--- BEGIN INPUT MATERIAL ---

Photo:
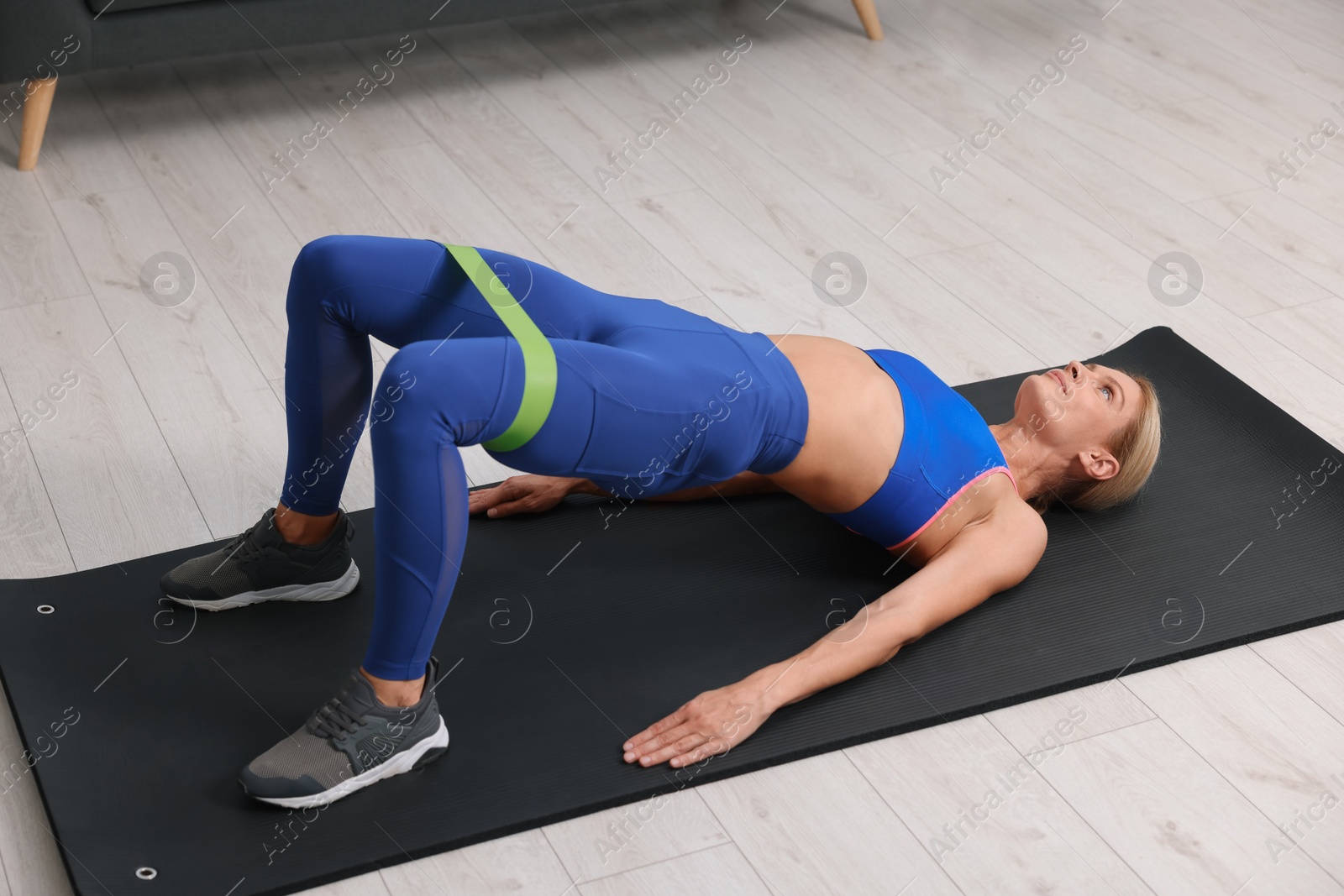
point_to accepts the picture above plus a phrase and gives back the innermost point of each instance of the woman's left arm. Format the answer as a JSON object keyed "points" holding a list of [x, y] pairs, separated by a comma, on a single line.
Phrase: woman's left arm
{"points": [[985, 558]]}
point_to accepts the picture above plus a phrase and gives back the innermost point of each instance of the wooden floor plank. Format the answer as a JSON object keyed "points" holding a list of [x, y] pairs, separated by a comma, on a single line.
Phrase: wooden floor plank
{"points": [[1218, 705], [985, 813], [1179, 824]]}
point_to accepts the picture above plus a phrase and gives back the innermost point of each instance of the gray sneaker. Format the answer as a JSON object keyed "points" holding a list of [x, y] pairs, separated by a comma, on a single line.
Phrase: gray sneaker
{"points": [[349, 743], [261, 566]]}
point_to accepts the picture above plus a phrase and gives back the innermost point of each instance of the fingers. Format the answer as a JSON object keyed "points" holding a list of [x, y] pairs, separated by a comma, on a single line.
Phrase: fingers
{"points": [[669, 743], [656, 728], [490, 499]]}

--- END INPUT MATERIAL ---
--- BEGIN INPUT MATERIAL ---

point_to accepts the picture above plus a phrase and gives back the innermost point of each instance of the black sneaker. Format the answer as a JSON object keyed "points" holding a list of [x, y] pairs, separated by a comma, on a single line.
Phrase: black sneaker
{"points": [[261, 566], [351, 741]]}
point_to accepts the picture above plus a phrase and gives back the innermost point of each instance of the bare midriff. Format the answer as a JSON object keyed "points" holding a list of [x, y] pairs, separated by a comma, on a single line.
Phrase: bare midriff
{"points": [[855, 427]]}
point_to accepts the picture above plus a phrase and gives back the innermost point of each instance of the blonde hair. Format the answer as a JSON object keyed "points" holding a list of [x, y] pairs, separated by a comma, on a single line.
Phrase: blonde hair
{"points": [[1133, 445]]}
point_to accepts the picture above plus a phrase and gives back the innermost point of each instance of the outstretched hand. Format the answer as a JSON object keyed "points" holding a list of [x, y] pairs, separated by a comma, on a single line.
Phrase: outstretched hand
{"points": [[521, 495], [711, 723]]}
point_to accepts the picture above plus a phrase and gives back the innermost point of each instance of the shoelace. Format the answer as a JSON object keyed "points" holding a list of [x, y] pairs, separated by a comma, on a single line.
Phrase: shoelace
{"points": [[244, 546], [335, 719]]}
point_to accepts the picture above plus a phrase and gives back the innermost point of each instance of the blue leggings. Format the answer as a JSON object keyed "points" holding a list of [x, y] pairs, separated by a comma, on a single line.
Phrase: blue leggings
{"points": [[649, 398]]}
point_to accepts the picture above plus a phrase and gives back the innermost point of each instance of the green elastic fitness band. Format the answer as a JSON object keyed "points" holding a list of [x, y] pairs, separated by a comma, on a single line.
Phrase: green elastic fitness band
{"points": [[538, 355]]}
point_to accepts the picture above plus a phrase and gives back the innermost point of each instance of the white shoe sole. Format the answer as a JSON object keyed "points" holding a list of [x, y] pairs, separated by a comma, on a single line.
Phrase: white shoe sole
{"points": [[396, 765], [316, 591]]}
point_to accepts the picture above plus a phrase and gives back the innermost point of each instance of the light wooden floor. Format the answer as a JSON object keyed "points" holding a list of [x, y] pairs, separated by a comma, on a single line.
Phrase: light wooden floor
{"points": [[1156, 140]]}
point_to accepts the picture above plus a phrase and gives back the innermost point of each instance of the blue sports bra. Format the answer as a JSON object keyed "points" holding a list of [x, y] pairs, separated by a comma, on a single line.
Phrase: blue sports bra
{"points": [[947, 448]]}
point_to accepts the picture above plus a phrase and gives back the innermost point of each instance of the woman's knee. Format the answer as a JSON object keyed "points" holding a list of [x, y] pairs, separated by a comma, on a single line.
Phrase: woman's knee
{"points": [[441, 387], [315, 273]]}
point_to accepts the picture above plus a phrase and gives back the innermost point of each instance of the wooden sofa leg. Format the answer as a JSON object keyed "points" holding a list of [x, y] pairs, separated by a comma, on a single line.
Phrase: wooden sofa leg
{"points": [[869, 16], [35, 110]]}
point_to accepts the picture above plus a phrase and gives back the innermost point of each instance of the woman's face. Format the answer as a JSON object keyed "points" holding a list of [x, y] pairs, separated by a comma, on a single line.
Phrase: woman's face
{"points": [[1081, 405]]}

--- END INPUT MATERIAL ---

### AIM
Return, without any change, the lines from the one containing "of the fingers." through the one containing "Phrase: fingers", with both of those lines included.

### FINISHED EXERCISE
point_to accepts the picture above plus a phrase and gives back the innermost point of each instance of the fingers. Format the answer as a JSON object keyed "points" holding a list of [x, y] pairs, separated by a comma, on a single line.
Phrase: fingers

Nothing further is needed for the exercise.